┌─ TEXT SECTION

Suse 9.1: Not all entries in fstab are mounted at boot. why?
 
I don't know if this is distro-specific (there's no Suse distro forum anyway) so it goes here. ;)

I've got this line in my fstab:

uranium:/job /job nfs bg,noac,rw,hard,rsize=16384,wsize=16384 0 0

but it doesn't get mounted when I boot up unless I su & mount -a.

Why is that?

Tinkster 06-29-2004 04:00 PM

man fstab

Just add auto to the rw, bit




Cheers,
Tink

BrianK 06-29-2004 04:11 PM

Quote:

Originally posted by Tinkster
man fstab

Just add auto to the rw, bit

no such luck.

auto should be on by default, the way I understand it, but just to make sure, I gave it a try & still have to do mount -a.

If auto wasn't on, I wouldn't be able to mount it with mount -a.

J.W. 06-29-2004 04:39 PM

Re: Suse 9.1: Not all entries in fstab are mounted at boot. why?
 
Quote:

Originally posted by BrianK
/job /job nfs bg,noac,rw,hard,rsize=16384,wsize=16384 0 0

I think the problem is that you are specifying the mountpoint twice, rather than to specify the partition and the mount point. In other words, the first "/job" reference needs to be replaced with /dev/hdxy where x is the device and y is the partition, eg, /dev/hdd2 or whatever. -- J.W.

BrianK 06-29-2004 05:22 PM

Re: Re: Suse 9.1: Not all entries in fstab are mounted at boot. why?
 
Quote:

Originally posted by J.W.
I think the problem is that you are specifying the mountpoint twice, rather than to specify the partition and the mount point. In other words, the first "/job" reference needs to be replaced with /dev/hdxy where x is the device and y is the partition, eg, /dev/hdd2 or whatever. -- J.W.
well, the first "/job" is actually part of "uranium:/job" which is the way you tell nfs what it's mounting to - the /job directory on uranium.. The second job is the local mount point. Specifying the device path in either place would be incorrect becuase you're not mounting a device, you're mounting a directory.

└─
┌─ DATA PROVIDED

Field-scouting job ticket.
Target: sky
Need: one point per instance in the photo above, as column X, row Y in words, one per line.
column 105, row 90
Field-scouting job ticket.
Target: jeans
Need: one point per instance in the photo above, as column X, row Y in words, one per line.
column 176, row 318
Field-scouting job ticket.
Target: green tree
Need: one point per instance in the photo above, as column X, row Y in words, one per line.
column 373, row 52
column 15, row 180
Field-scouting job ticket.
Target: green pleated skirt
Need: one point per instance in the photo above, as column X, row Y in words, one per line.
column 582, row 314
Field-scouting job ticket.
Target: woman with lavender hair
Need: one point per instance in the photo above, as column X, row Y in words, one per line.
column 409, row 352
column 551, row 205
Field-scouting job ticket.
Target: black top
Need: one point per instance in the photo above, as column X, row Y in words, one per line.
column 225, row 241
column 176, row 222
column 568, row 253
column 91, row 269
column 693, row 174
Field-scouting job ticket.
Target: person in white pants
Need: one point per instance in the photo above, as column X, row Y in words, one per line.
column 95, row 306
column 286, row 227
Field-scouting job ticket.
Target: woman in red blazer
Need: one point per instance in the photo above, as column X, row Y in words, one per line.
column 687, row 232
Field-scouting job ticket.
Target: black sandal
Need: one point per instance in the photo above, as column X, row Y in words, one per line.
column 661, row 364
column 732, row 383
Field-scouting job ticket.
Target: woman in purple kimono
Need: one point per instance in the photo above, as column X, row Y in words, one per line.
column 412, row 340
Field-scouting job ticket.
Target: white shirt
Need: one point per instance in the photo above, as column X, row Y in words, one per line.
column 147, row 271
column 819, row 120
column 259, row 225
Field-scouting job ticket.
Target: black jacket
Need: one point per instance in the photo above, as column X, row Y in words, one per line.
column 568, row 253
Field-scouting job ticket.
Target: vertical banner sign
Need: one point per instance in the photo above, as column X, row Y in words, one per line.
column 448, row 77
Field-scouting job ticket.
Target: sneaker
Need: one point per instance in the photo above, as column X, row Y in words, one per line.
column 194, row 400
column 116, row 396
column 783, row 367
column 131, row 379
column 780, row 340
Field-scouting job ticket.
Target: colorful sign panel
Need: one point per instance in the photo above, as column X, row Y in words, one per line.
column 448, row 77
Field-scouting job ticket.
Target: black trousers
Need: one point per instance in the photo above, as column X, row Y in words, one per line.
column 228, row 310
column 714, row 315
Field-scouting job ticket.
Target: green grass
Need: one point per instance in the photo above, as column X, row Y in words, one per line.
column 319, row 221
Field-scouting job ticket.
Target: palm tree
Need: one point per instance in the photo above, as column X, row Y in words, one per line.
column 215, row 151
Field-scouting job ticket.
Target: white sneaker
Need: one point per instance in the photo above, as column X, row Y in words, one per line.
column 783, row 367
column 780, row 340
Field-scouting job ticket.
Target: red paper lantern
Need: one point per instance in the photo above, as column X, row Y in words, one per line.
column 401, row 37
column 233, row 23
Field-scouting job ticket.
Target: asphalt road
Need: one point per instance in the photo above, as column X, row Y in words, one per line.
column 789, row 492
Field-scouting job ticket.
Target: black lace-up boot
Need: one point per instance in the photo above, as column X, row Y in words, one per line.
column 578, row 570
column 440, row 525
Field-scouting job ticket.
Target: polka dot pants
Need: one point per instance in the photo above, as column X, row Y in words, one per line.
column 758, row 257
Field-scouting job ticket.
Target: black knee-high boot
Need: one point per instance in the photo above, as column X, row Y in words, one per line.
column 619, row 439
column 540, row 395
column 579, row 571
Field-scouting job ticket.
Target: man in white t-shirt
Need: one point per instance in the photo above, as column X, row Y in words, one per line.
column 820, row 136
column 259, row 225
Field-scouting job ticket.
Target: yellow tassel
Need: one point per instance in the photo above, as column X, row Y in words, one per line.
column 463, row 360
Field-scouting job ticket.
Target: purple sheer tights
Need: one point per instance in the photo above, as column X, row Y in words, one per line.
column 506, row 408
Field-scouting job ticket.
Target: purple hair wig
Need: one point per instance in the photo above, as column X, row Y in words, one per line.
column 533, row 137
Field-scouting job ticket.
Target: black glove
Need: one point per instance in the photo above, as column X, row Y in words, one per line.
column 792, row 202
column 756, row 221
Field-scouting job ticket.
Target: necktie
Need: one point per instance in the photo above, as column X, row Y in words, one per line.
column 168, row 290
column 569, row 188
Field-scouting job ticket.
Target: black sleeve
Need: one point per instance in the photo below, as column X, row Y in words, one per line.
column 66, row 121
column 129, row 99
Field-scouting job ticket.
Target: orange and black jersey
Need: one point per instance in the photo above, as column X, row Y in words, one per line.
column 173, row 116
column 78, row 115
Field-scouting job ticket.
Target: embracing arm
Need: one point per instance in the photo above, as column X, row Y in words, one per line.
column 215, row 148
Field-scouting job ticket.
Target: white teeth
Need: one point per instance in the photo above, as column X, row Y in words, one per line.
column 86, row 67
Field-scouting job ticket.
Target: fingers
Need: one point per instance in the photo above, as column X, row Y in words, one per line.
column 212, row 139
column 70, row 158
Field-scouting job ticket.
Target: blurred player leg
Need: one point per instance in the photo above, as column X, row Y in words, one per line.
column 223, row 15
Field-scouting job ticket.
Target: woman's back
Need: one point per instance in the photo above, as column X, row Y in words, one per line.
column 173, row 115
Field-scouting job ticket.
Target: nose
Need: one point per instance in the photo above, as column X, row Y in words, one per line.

└─

WHAT THIS TASK INVOLVES:
Copy out the entire forum thread above about the fstab entry that isn't mounted at boot, word for word and with no changes.

ANSWER:
Suse 9.1: Not all entries in fstab are mounted at boot. why?
 
I don't know if this is distro-specific (there's no Suse distro forum anyway) so it goes here. ;)

I've got this line in my fstab:

uranium:/job /job nfs bg,noac,rw,hard,rsize=16384,wsize=16384 0 0

but it doesn't get mounted when I boot up unless I su & mount -a.

Why is that?

Tinkster 06-29-2004 04:00 PM

man fstab

Just add auto to the rw, bit




Cheers,
Tink

BrianK 06-29-2004 04:11 PM

Quote:

Originally posted by Tinkster
man fstab

Just add auto to the rw, bit

no such luck.

auto should be on by default, the way I understand it, but just to make sure, I gave it a try & still have to do mount -a.

If auto wasn't on, I wouldn't be able to mount it with mount -a.

J.W. 06-29-2004 04:39 PM

Re: Suse 9.1: Not all entries in fstab are mounted at boot. why?
 
Quote:

Originally posted by BrianK
/job /job nfs bg,noac,rw,hard,rsize=16384,wsize=16384 0 0

I think the problem is that you are specifying the mountpoint twice, rather than to specify the partition and the mount point. In other words, the first "/job" reference needs to be replaced with /dev/hdxy where x is the device and y is the partition, eg, /dev/hdd2 or whatever. -- J.W.

BrianK 06-29-2004 05:22 PM

Re: Re: Suse 9.1: Not all entries in fstab are mounted at boot. why?
 
Quote:

Originally posted by J.W.
I think the problem is that you are specifying the mountpoint twice, rather than to specify the partition and the mount point. In other words, the first "/job" reference needs to be replaced with /dev/hdxy where x is the device and y is the partition, eg, /dev/hdd2 or whatever. -- J.W.
well, the first "/job" is actually part of "uranium:/job" which is the way you tell nfs what it's mounting to - the /job directory on uranium.. The second job is the local mount point. Specifying the device path in either place would be incorrect becuase you're not mounting a device, you're mounting a directory.